Work to be completed: Pull out every line in the rows below that contains the word "park", and copy each one in full.

>> begin Data section

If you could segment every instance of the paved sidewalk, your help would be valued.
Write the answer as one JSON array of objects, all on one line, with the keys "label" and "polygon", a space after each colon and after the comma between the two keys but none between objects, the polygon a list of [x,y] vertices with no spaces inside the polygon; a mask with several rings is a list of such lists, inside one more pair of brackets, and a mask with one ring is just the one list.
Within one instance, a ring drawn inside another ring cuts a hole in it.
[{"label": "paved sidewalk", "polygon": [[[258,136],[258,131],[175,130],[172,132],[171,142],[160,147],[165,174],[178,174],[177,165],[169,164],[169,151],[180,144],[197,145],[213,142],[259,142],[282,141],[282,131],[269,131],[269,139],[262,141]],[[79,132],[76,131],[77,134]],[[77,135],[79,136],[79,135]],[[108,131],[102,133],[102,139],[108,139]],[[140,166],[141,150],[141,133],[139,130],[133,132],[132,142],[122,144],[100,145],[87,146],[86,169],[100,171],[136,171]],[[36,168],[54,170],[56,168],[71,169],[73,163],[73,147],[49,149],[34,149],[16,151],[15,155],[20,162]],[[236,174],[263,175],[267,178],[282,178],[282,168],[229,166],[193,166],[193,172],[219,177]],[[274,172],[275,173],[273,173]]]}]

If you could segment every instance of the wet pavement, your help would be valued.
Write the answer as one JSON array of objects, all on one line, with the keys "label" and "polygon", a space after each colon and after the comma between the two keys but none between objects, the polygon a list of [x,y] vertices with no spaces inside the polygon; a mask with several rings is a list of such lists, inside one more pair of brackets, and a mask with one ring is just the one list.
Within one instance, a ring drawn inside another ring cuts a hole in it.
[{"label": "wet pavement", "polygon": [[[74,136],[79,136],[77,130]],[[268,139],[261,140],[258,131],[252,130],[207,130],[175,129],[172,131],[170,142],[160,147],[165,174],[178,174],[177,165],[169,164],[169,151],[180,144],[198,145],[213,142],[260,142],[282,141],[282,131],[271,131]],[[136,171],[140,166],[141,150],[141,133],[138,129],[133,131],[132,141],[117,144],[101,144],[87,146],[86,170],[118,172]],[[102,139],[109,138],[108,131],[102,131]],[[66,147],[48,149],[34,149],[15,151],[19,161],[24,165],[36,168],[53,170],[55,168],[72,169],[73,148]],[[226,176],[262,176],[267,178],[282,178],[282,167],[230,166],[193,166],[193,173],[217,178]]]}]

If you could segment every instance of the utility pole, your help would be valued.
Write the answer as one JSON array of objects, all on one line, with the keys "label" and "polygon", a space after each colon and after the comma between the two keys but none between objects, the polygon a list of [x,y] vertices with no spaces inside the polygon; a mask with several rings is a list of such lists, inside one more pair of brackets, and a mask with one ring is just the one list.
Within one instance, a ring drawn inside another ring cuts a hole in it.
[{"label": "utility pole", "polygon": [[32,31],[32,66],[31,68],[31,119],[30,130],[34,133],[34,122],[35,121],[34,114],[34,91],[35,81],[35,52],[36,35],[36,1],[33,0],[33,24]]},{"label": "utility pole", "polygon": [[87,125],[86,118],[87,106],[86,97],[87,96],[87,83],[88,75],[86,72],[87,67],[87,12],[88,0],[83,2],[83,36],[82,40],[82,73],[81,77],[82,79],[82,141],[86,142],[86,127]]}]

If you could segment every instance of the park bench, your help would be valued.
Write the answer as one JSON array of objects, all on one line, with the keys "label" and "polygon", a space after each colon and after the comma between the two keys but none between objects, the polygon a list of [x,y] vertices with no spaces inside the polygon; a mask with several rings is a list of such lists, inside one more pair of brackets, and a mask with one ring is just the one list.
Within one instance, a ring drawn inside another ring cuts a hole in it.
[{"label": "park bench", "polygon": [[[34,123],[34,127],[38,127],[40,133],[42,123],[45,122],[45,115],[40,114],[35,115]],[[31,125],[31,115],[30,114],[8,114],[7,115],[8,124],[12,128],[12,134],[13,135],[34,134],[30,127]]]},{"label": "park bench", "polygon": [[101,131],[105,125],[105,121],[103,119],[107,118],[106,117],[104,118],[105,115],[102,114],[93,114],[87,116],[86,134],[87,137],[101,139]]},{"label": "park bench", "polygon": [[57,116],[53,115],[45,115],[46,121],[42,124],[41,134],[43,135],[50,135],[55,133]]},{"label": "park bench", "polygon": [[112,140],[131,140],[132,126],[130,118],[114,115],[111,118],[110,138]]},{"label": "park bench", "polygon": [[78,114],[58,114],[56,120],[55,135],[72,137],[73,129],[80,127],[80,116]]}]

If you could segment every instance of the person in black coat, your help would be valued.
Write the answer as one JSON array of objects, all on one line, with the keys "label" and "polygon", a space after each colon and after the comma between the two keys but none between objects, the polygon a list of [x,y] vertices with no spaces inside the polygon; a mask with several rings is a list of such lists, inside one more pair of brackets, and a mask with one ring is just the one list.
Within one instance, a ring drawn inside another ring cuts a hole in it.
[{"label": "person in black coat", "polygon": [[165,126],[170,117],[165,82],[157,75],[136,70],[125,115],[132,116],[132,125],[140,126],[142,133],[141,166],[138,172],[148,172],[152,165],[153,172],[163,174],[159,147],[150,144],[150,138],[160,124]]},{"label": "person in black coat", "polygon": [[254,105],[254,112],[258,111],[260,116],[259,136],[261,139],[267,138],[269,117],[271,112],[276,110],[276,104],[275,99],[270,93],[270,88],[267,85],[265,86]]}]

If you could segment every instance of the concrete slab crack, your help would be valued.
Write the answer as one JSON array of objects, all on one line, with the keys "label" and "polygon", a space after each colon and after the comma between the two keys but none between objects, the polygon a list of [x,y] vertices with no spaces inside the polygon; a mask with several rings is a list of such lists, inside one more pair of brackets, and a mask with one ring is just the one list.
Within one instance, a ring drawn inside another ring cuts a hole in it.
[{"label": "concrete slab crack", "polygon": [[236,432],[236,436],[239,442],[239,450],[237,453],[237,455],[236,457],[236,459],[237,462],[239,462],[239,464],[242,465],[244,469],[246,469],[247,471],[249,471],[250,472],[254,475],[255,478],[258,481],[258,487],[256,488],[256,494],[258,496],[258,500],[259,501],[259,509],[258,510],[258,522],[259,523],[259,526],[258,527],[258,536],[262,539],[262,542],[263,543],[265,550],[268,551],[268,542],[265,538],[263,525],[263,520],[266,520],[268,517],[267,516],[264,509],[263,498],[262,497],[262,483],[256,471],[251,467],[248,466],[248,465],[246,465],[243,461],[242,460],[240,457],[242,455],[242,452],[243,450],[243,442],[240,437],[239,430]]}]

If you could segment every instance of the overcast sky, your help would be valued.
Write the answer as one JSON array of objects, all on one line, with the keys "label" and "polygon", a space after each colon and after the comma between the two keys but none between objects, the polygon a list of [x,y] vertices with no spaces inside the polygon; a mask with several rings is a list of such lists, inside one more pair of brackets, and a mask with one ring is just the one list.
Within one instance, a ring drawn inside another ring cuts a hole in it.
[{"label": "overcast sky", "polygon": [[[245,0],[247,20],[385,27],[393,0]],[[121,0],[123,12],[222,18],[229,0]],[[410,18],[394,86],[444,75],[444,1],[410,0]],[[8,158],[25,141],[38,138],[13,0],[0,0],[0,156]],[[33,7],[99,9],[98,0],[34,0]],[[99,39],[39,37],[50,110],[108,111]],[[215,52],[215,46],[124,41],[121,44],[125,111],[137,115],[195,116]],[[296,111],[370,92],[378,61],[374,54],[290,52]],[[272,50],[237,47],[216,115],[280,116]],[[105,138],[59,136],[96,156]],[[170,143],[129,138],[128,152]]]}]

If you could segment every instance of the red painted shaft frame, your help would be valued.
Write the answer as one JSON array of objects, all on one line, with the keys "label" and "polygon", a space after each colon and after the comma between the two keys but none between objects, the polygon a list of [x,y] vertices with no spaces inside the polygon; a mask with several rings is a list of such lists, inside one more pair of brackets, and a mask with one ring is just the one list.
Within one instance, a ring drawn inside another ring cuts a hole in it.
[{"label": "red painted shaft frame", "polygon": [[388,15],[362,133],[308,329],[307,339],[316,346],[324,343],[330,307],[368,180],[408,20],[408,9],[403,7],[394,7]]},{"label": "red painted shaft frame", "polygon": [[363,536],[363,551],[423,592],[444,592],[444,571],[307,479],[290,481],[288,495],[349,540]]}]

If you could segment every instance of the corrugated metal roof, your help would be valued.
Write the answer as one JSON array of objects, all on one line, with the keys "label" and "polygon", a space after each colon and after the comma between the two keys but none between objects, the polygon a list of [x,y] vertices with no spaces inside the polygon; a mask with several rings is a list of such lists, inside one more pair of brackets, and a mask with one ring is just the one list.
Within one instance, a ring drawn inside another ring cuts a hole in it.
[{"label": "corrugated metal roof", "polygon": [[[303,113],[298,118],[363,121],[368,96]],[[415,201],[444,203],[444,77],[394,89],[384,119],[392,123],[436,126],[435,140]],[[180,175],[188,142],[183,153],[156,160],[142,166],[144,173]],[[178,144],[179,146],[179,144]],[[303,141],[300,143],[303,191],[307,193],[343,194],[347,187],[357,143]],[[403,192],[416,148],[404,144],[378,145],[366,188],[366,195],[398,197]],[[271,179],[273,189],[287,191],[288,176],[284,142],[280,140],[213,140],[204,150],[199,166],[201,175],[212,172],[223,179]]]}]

>> end Data section

Output for this exercise:
If you could segment every instance of the park bench, your help would be valued.
[{"label": "park bench", "polygon": [[[34,123],[34,127],[38,127],[40,133],[42,123],[45,122],[45,115],[40,114],[35,115]],[[31,125],[31,115],[30,114],[8,114],[7,115],[8,124],[12,128],[12,134],[13,135],[34,134],[30,127]]]},{"label": "park bench", "polygon": [[101,131],[105,125],[105,121],[103,119],[107,118],[106,117],[104,118],[105,115],[102,114],[93,114],[87,116],[86,134],[87,137],[101,139]]},{"label": "park bench", "polygon": [[57,116],[53,115],[45,115],[46,121],[42,124],[41,134],[43,135],[50,135],[55,133]]},{"label": "park bench", "polygon": [[112,140],[131,140],[132,126],[130,118],[114,115],[111,118],[110,138]]},{"label": "park bench", "polygon": [[78,114],[58,114],[56,120],[55,135],[72,137],[73,129],[80,127],[80,116]]}]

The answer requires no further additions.